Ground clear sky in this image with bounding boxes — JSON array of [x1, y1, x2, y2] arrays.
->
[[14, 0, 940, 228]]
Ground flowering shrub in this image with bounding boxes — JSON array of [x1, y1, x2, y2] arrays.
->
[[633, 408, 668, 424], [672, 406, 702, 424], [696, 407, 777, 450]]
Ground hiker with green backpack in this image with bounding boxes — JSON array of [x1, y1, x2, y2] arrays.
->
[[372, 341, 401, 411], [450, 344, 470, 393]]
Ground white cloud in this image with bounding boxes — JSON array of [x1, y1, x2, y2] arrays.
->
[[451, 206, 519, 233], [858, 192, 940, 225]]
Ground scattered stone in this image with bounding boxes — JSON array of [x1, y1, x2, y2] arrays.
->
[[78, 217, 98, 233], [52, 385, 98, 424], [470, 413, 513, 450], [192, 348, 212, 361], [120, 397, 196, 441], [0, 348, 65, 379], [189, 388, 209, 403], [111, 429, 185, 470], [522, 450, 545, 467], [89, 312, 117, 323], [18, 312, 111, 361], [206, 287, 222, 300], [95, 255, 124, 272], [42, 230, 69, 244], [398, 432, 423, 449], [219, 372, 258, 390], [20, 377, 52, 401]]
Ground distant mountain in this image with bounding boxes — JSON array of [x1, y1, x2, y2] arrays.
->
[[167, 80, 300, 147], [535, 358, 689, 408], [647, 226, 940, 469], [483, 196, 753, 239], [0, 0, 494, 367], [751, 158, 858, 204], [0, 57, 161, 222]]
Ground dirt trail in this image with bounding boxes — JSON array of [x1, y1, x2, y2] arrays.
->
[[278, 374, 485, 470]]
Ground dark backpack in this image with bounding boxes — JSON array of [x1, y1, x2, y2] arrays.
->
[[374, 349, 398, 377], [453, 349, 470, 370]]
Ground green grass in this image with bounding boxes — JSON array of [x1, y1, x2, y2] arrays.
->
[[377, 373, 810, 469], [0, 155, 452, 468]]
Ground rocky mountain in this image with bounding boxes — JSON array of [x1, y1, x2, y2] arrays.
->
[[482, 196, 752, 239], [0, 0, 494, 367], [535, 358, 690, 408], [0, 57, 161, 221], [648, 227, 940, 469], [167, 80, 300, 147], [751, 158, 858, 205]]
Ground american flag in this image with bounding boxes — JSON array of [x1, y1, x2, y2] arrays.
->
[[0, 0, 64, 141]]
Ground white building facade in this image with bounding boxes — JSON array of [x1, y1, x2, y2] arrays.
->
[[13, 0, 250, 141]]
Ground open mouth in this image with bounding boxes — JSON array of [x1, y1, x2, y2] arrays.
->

Work instructions →
Rewrite the lines of the entries above as a Markdown table with the columns Row and Entry line, starting with the first line of the entries and going on through the line with "[[374, 349, 398, 377], [453, 349, 470, 370]]". Number each line in order and leave out blank lines.

Solution to this problem →
| Row | Entry line |
|---|---|
| 1 | Ground clear sky in this image with bounding boxes — JSON array of [x1, y1, x2, y2] arrays. |
| 2 | -> |
| 3 | [[14, 0, 940, 228]] |
| 4 | Ground flowering shrub in this image with bounding boxes — JSON array of [x1, y1, x2, y2] arrays. |
| 5 | -> |
| 6 | [[633, 408, 668, 424], [672, 406, 702, 424], [696, 407, 777, 450]] |
| 7 | Ground hiker with green backpack in this image with bounding boxes — JSON array of [x1, y1, x2, y2] arrays. |
| 8 | -> |
| 9 | [[372, 341, 401, 411], [450, 344, 470, 393]] |
| 10 | Ground white cloud in this image with bounding boxes — JSON array of [x1, y1, x2, y2] arrays. |
| 11 | -> |
| 12 | [[451, 206, 519, 233], [858, 192, 940, 225]] |
| 13 | Ground scattered stone in this image with bounding boxes — JSON array of [x1, y1, x2, y2] arrays. |
| 14 | -> |
| 15 | [[78, 217, 98, 233], [52, 385, 98, 424], [470, 413, 513, 450], [192, 348, 212, 361], [120, 397, 196, 441], [0, 348, 65, 379], [189, 388, 209, 403], [111, 429, 185, 470], [522, 450, 545, 467], [89, 312, 117, 323], [18, 312, 111, 361], [206, 287, 222, 300], [95, 255, 124, 272], [42, 230, 69, 244], [398, 432, 423, 449], [219, 372, 258, 390], [20, 377, 52, 401]] |
| 16 | Ground distant mountain in this image with bounding boxes — JSON array of [x1, y1, x2, y2] arrays. |
| 17 | -> |
| 18 | [[167, 80, 300, 147], [535, 358, 689, 408], [647, 226, 940, 469], [483, 196, 753, 239], [0, 0, 494, 367], [751, 158, 858, 204], [0, 57, 161, 222]] |
| 19 | Ground dirt trail in this image with bounding boxes — JSON array of [x1, y1, x2, y2] arrays. |
| 20 | -> |
| 21 | [[278, 374, 485, 470]] |
| 22 | Ground dark backpack in this image with bounding boxes — JSON array of [x1, y1, x2, y2] arrays. |
| 23 | -> |
| 24 | [[374, 349, 398, 377], [453, 349, 470, 370]] |